Revise the rows below so that every "jersey" becomes "shirt", with nothing else changed.

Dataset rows
▼
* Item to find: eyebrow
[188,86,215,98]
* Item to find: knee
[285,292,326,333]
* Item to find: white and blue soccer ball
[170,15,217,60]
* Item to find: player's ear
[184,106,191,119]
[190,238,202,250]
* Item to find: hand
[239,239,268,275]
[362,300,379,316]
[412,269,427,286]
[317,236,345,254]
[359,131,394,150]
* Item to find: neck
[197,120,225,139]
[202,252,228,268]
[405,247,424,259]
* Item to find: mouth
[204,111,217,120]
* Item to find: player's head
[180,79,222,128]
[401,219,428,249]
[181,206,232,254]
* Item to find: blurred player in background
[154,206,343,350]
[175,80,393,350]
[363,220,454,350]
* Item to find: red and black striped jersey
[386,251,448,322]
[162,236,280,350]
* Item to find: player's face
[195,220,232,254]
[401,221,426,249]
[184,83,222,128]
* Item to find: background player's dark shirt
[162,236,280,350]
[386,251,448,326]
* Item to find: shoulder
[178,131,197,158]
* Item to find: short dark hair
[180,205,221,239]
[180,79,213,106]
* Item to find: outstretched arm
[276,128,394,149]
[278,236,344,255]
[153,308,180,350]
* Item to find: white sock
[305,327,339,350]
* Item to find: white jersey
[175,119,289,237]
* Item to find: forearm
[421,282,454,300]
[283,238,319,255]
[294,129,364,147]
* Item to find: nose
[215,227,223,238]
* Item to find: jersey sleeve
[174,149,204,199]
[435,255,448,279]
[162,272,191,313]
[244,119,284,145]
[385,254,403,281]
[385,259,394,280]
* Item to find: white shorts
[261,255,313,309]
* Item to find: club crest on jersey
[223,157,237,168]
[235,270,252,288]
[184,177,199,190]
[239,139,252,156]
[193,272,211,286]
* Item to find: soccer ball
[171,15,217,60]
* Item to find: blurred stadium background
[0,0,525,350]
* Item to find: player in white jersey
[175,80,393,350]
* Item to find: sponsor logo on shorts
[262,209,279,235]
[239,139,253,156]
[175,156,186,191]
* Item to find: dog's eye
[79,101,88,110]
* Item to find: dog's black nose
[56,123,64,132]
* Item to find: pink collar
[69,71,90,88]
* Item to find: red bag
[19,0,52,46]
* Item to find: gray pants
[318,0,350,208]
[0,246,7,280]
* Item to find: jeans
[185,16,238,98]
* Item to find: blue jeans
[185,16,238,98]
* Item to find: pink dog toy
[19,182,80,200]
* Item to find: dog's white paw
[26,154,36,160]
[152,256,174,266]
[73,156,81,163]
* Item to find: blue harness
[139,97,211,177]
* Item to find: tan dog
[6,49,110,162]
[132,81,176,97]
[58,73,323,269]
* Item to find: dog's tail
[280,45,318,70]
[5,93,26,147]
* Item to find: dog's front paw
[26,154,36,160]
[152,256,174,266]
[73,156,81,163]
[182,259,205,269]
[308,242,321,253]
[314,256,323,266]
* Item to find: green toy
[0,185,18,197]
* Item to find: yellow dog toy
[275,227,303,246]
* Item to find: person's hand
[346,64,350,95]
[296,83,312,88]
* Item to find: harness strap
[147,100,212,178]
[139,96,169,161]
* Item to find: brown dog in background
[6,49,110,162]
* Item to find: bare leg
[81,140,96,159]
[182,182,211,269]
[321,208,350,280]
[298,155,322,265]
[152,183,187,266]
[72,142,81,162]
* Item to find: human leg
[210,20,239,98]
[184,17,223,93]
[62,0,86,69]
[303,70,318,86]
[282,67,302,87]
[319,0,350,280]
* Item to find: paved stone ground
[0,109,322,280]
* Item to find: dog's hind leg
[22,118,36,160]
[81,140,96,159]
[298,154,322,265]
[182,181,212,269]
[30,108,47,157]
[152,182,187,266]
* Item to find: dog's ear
▲
THE REPLY
* Item to find: eyebrow
[188,86,215,98]
* Item to find: knee
[285,292,326,333]
* Item to find: white and blue soccer ball
[170,15,217,60]
* Item to find: player's ear
[184,106,191,119]
[190,238,202,250]
* Item to find: hand
[239,239,268,275]
[362,300,379,316]
[412,269,427,286]
[317,236,345,254]
[359,131,394,150]
* Item to find: neck
[197,120,225,139]
[202,252,228,268]
[405,247,424,259]
* Item to find: mouth
[204,111,217,120]
* Item to find: player's head
[180,79,222,128]
[401,219,428,249]
[181,206,232,254]
* Item to find: blurred player in background
[154,206,343,350]
[175,80,393,350]
[363,220,454,350]
* Item to find: red and black striped shirt
[386,251,448,322]
[162,236,280,350]
* Item to find: player's face
[195,220,232,254]
[401,221,426,249]
[184,83,222,128]
* Item to find: background player's dark shirt
[162,236,280,350]
[386,251,448,326]
* Item to find: shoulder
[178,131,197,158]
* Item to find: short dark hair
[180,205,221,239]
[180,79,213,106]
* Item to find: outstretched arm
[276,128,394,149]
[278,236,344,255]
[153,308,180,350]
* Item to find: white sock
[305,327,339,350]
* Item to find: white shirt
[175,119,289,237]
* Item to find: forearm
[421,282,454,300]
[283,238,319,255]
[294,129,364,147]
* Item to find: nose
[215,227,223,238]
* Item to find: shirt sleeve
[174,149,204,199]
[435,255,448,279]
[162,272,191,313]
[244,119,284,145]
[385,254,403,281]
[385,259,394,280]
* Item to find: white shorts
[261,255,313,309]
* Item to find: club crest on shirt
[223,157,237,168]
[235,270,252,288]
[184,177,199,190]
[239,139,252,156]
[193,272,211,286]
* Item to find: soccer ball
[171,15,217,60]
* Item to find: blurred stadium background
[0,0,525,350]
* Item to find: player in white shirt
[175,80,393,350]
* Item to find: sponsor logo on shorts
[262,209,279,235]
[239,139,253,156]
[175,156,186,191]
* Item to find: dog's eye
[79,101,88,110]
* Item to find: dog's black nose
[56,123,64,132]
* Item to find: pink collar
[69,71,90,88]
* Item to find: red bag
[19,0,52,46]
* Item to find: gray pants
[318,0,350,208]
[0,246,7,280]
* Item to find: jeans
[185,16,238,98]
* Item to find: blue jeans
[185,16,238,98]
* Item to find: pink dog toy
[19,182,80,200]
* Item to find: dog's white paw
[26,154,36,160]
[152,256,174,266]
[73,156,81,163]
* Item to find: blue harness
[139,97,211,177]
* Item to find: tan dog
[6,49,110,162]
[132,81,176,97]
[58,73,323,269]
* Item to find: dog's tail
[280,45,318,70]
[5,93,26,147]
* Item to find: dog's front paw
[26,154,36,160]
[152,256,174,266]
[73,156,81,163]
[182,259,205,269]
[308,242,321,253]
[314,256,323,266]
* Item to find: green toy
[0,185,18,197]
* Item to find: yellow dog toy
[275,227,303,246]
* Item to find: person's hand
[346,64,350,95]
[296,83,312,88]
* Item to find: harness strap
[147,100,212,178]
[139,96,169,161]
* Item to find: brown dog in background
[6,49,110,162]
* Item to find: bare leg
[81,140,96,159]
[182,182,211,269]
[321,208,350,280]
[298,155,322,265]
[152,183,187,266]
[72,142,81,162]
* Item to find: human leg
[210,20,239,98]
[184,17,223,93]
[62,0,86,69]
[303,70,318,86]
[282,67,302,87]
[319,0,350,280]
* Item to find: paved stone ground
[0,109,322,280]
* Item to find: dog's hind leg
[22,118,36,160]
[81,140,96,159]
[298,154,322,265]
[182,181,212,269]
[30,108,47,157]
[152,182,187,266]
* Item to find: dog's ear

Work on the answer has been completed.